> **Problem requirements**: Write out the data below in full. Keep it exact.

> **The data**:
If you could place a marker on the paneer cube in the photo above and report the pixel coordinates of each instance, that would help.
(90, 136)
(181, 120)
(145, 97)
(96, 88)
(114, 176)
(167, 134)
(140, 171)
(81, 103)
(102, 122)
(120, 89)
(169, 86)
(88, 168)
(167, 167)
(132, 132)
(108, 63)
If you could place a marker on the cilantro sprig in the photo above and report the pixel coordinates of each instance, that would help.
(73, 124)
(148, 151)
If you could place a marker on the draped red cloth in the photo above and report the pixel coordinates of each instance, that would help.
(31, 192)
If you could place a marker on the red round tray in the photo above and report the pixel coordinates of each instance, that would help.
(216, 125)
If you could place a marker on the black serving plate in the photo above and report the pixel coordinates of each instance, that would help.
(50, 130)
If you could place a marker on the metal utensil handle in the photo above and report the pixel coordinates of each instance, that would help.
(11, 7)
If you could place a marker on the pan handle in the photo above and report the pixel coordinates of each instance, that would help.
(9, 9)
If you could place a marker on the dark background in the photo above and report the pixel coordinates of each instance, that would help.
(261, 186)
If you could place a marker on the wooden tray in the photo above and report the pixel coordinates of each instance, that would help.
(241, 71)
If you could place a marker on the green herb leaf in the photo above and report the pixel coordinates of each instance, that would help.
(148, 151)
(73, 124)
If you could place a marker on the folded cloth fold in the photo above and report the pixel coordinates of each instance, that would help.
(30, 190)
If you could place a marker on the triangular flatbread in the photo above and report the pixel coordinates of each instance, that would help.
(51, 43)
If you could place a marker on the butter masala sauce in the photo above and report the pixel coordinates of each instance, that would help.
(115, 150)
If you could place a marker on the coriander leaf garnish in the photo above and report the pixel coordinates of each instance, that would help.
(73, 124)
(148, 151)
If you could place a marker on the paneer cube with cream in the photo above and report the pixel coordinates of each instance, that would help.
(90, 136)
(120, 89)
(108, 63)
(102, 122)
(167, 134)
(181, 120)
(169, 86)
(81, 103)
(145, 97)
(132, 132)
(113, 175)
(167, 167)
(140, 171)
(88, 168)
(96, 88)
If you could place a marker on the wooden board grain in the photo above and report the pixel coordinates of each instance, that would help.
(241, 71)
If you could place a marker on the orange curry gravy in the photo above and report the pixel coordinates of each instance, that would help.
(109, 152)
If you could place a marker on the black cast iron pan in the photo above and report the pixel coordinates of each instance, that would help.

> **Response to this task**:
If you could place a marker on the paneer cube in the photo above and report the pixel coordinates of each instance, that would help.
(90, 136)
(181, 120)
(145, 97)
(96, 88)
(114, 176)
(167, 134)
(140, 171)
(81, 103)
(102, 122)
(120, 89)
(169, 86)
(88, 168)
(167, 167)
(132, 132)
(108, 63)
If you could place a marker on the cilantro sprig in the photo above and report the pixel coordinates of each instance, that would help.
(73, 124)
(148, 151)
If you could place a marker on the draped red cloth in the photo above and report the pixel coordinates of each instance, that would help.
(31, 192)
If you could place a marker on the red round tray in the photo above and report the pixel coordinates of each instance, that would help.
(216, 125)
If you could place a marker on the black serving plate in the photo above and report the pixel coordinates of each instance, that would help.
(50, 130)
If you could place a marker on the metal utensil handle in the photo above and report the pixel coordinates of each instance, that would help.
(11, 7)
If you could place a marker on the pan handle in the photo above and report the pixel coordinates of each instance, that would help.
(9, 9)
If you could place a marker on the dark background in the photo above and report the pixel coordinates of each instance, that would help.
(261, 186)
If you could place a marker on the wooden tray in the photo above and report the pixel coordinates of each instance, that would help.
(241, 71)
If you could place a marker on the green herb leaf in the photo above and report the pixel coordinates of each instance, that would help.
(148, 151)
(73, 124)
If you could place a marker on the folded cloth fold in the photo above and report the pixel coordinates of each instance, that would help.
(30, 190)
If you could place a marker on the triangular flatbread in the photo above and report the pixel coordinates of each instance, that would help.
(51, 43)
If you could place a marker on the butter masala sauce in the photo above and report the pixel coordinates of each instance, that would help.
(115, 150)
If you could place a marker on the coriander leaf garnish in the photo above and report the pixel coordinates of each instance, that would help.
(73, 124)
(148, 151)
If you could place a marker on the paneer cube with cream in the photo above and report the pixel coordinates of each instance, that would help.
(90, 136)
(120, 89)
(108, 63)
(102, 122)
(167, 134)
(181, 120)
(169, 86)
(81, 103)
(145, 97)
(132, 132)
(113, 175)
(167, 167)
(140, 171)
(88, 168)
(96, 88)
If you could place a marker on the wooden board grain in the photo above and report the pixel coordinates of each instance, that would help.
(241, 71)
If you could place a marker on the orange curry gravy in the photo above and report the pixel coordinates of each instance, that would help.
(109, 152)
If you could place a marker on the black cast iron pan in the photo above and report the pixel coordinates of each instance, that would help.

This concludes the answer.